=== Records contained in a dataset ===

◆ ◆ ◆ ◆ ◆ ◆ ◆

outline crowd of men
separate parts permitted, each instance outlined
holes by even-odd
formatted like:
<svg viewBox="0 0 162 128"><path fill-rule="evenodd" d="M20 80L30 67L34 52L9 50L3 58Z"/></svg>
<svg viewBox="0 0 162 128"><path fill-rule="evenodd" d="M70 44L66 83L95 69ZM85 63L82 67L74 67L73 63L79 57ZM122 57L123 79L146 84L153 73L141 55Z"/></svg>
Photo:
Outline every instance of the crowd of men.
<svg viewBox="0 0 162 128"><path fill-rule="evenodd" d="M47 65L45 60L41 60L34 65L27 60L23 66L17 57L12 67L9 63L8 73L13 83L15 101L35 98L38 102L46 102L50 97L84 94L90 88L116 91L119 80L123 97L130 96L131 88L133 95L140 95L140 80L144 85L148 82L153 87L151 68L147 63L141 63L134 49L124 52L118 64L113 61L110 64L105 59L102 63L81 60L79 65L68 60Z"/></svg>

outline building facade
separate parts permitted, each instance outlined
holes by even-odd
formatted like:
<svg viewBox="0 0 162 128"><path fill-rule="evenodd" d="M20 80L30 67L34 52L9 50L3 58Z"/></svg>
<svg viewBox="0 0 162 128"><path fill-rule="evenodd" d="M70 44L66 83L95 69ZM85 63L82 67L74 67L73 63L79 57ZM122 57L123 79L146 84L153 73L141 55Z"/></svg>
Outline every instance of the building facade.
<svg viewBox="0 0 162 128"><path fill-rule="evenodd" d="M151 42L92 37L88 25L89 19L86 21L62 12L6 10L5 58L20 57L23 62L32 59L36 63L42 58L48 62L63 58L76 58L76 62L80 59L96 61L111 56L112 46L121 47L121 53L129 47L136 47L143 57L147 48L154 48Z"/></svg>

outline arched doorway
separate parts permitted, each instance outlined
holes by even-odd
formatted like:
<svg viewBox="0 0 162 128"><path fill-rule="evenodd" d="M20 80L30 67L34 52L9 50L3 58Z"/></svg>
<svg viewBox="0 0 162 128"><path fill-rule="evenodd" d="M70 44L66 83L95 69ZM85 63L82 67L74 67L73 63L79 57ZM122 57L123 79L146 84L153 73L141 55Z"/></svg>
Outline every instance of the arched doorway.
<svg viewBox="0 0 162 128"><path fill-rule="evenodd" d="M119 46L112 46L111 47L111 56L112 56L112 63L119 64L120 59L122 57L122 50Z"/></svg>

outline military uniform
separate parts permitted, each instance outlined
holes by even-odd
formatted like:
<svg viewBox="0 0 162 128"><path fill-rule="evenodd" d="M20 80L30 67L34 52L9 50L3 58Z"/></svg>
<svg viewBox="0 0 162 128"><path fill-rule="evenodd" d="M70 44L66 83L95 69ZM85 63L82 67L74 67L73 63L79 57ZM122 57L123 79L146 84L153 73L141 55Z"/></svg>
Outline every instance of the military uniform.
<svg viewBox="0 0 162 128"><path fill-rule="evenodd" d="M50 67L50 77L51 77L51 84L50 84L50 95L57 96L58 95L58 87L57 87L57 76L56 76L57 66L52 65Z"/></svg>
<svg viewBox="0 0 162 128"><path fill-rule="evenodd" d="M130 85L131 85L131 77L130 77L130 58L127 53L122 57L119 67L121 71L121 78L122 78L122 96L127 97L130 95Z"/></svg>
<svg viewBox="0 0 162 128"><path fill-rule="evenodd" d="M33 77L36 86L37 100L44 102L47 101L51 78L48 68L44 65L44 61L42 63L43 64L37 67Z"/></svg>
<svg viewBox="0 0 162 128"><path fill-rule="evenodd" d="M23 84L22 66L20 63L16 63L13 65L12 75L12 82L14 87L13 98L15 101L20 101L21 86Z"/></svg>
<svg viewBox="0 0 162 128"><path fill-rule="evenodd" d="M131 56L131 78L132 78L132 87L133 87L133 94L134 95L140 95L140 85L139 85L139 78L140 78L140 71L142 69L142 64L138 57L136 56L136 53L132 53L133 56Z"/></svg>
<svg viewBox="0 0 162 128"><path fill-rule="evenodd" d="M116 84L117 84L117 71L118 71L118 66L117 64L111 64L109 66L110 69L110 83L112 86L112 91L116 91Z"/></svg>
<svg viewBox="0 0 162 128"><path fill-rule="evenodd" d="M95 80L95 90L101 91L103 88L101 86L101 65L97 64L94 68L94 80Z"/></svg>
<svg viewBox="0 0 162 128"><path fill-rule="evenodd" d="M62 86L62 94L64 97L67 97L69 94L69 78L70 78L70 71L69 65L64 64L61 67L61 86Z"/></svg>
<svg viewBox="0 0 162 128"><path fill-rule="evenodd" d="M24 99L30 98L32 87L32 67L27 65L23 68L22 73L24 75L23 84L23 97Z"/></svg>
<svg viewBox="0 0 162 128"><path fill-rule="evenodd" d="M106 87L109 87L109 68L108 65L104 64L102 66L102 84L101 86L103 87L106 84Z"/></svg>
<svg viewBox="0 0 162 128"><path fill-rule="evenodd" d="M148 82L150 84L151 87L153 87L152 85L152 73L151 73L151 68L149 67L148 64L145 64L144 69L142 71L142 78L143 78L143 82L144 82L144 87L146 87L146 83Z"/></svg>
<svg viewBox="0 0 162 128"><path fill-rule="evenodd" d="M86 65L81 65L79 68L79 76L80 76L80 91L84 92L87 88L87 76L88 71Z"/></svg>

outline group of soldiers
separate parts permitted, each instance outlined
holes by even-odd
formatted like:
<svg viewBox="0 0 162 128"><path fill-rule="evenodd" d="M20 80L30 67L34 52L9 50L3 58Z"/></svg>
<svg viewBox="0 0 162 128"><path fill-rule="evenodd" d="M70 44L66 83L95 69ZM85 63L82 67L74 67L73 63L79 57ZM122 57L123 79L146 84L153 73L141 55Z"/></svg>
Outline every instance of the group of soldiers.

◆ ◆ ◆ ◆ ◆ ◆ ◆

=== Exercise details ===
Restate all of the entries exactly, please.

=== Response to the exercise ===
outline crowd of men
separate parts permitted, each instance outlined
holes by even-odd
formatted like:
<svg viewBox="0 0 162 128"><path fill-rule="evenodd" d="M20 80L30 67L34 52L9 50L3 58Z"/></svg>
<svg viewBox="0 0 162 128"><path fill-rule="evenodd" d="M70 44L66 83L95 69ZM85 63L82 67L74 67L73 63L79 57ZM122 57L123 79L146 84L153 73L141 55Z"/></svg>
Photo:
Outline every instance of the crowd of men.
<svg viewBox="0 0 162 128"><path fill-rule="evenodd" d="M47 65L45 60L41 60L34 65L27 60L23 66L17 57L12 67L9 63L8 73L13 83L15 101L35 98L38 102L46 102L50 97L84 94L90 88L116 91L119 80L123 97L130 96L131 88L133 95L140 95L140 80L144 85L148 82L153 87L151 68L147 63L141 63L134 49L124 52L118 64L113 61L110 64L105 59L102 63L81 60L79 65L68 60Z"/></svg>

outline building facade
separate parts permitted, each instance outlined
holes by even-odd
formatted like:
<svg viewBox="0 0 162 128"><path fill-rule="evenodd" d="M20 80L30 67L34 52L9 50L3 58Z"/></svg>
<svg viewBox="0 0 162 128"><path fill-rule="evenodd" d="M70 44L66 83L95 69ZM85 63L82 67L74 67L73 63L79 57ZM122 57L123 79L146 84L153 73L141 55Z"/></svg>
Outline every instance of the building facade.
<svg viewBox="0 0 162 128"><path fill-rule="evenodd" d="M151 42L92 37L88 25L89 19L86 21L62 12L6 10L5 58L20 57L23 62L32 59L36 63L42 58L48 62L63 58L76 58L76 62L80 59L96 61L111 56L112 46L121 47L121 53L129 47L136 47L143 57L147 48L154 48Z"/></svg>

outline arched doorway
separate parts permitted, each instance outlined
holes by even-odd
formatted like:
<svg viewBox="0 0 162 128"><path fill-rule="evenodd" d="M20 80L30 67L34 52L9 50L3 58Z"/></svg>
<svg viewBox="0 0 162 128"><path fill-rule="evenodd" d="M70 44L66 83L95 69ZM85 63L82 67L74 67L73 63L79 57ZM122 57L123 79L146 84L153 73L141 55Z"/></svg>
Outline every instance of the arched doorway.
<svg viewBox="0 0 162 128"><path fill-rule="evenodd" d="M119 46L112 46L111 47L111 56L112 56L112 63L119 64L120 59L122 57L122 50Z"/></svg>

outline military uniform
separate parts permitted, each instance outlined
holes by even-odd
formatted like:
<svg viewBox="0 0 162 128"><path fill-rule="evenodd" d="M20 80L30 67L34 52L9 50L3 58Z"/></svg>
<svg viewBox="0 0 162 128"><path fill-rule="evenodd" d="M70 44L66 83L95 69ZM85 63L82 67L74 67L73 63L79 57ZM122 57L123 79L146 84L153 73L141 55Z"/></svg>
Outline every instance of the military uniform.
<svg viewBox="0 0 162 128"><path fill-rule="evenodd" d="M50 67L50 77L51 77L51 84L50 84L50 95L57 96L58 95L58 87L57 87L57 76L56 76L57 66L52 65Z"/></svg>
<svg viewBox="0 0 162 128"><path fill-rule="evenodd" d="M130 85L131 85L131 77L130 77L130 58L127 53L122 57L119 67L121 71L121 78L122 78L122 96L127 97L130 95Z"/></svg>
<svg viewBox="0 0 162 128"><path fill-rule="evenodd" d="M33 77L36 86L37 100L44 102L47 101L51 78L48 68L44 65L44 61L42 63L43 64L37 67Z"/></svg>
<svg viewBox="0 0 162 128"><path fill-rule="evenodd" d="M23 84L22 66L20 63L16 63L13 65L12 75L12 82L14 87L13 98L15 101L20 101L21 86Z"/></svg>
<svg viewBox="0 0 162 128"><path fill-rule="evenodd" d="M131 56L131 78L132 78L132 87L133 87L133 94L134 95L140 95L140 85L139 85L139 78L140 78L140 71L142 69L142 64L138 57L136 56L136 53L132 53L133 56Z"/></svg>
<svg viewBox="0 0 162 128"><path fill-rule="evenodd" d="M116 84L117 84L117 71L118 71L118 66L117 64L111 64L109 66L110 69L110 83L112 86L112 91L116 91Z"/></svg>
<svg viewBox="0 0 162 128"><path fill-rule="evenodd" d="M95 80L95 90L101 91L103 88L101 86L101 65L97 64L94 68L94 80Z"/></svg>
<svg viewBox="0 0 162 128"><path fill-rule="evenodd" d="M62 86L62 94L64 97L67 97L69 94L69 78L70 78L70 71L69 65L64 64L61 67L61 86Z"/></svg>
<svg viewBox="0 0 162 128"><path fill-rule="evenodd" d="M24 99L30 98L32 87L32 67L27 65L23 68L22 73L24 75L23 84L23 97Z"/></svg>
<svg viewBox="0 0 162 128"><path fill-rule="evenodd" d="M106 87L109 87L109 68L108 65L104 64L102 66L102 84L101 86L103 87L106 84Z"/></svg>
<svg viewBox="0 0 162 128"><path fill-rule="evenodd" d="M148 82L150 84L151 87L153 87L152 85L152 73L151 73L151 68L149 67L148 64L145 64L144 69L142 71L142 78L143 78L143 82L144 82L144 87L146 87L146 83Z"/></svg>
<svg viewBox="0 0 162 128"><path fill-rule="evenodd" d="M86 65L81 65L79 68L79 76L80 76L80 91L84 92L87 88L87 76L88 71Z"/></svg>

outline group of soldiers
separate parts permitted, each instance outlined
holes by even-odd
formatted like:
<svg viewBox="0 0 162 128"><path fill-rule="evenodd" d="M20 80L30 67L34 52L9 50L3 58Z"/></svg>
<svg viewBox="0 0 162 128"><path fill-rule="evenodd" d="M70 44L66 83L95 69ZM85 63L82 67L74 67L73 63L79 57ZM122 57L123 79L146 84L153 73L141 55Z"/></svg>
Outline every instance of the group of soldiers.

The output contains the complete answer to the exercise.